Excerpts from a point labeling dataset:
· · · ·
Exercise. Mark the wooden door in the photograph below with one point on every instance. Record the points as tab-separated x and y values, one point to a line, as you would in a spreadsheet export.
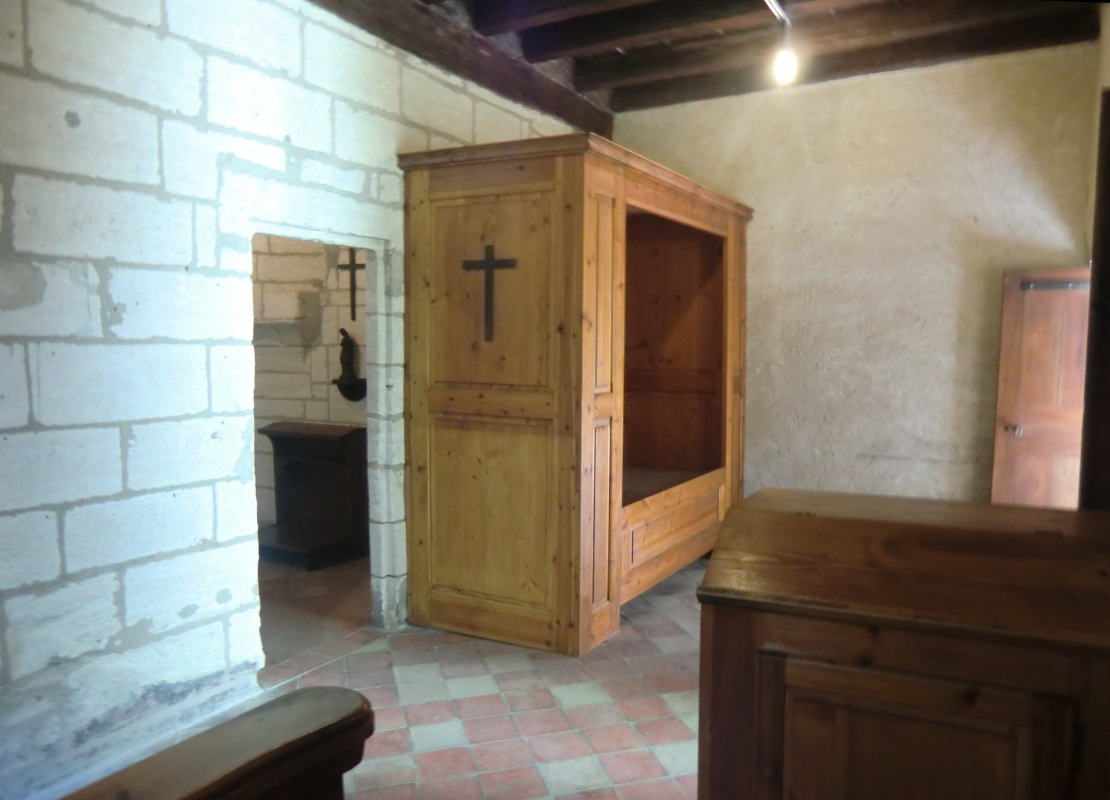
865	735
1038	428
487	350
603	330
· · · ·
Convert each line of the material above into a JSON list of strings, one string per line, skipping blank lines. Leave the pictures out of the answer.

[
  "Exercise. Mark the wooden door in the photograph below with one point on every instance. Record the points as tab-separated x and y values, one point to a line, as you would in a spreadsheet export.",
  "865\t735",
  "1038\t428",
  "487\t350",
  "603\t330"
]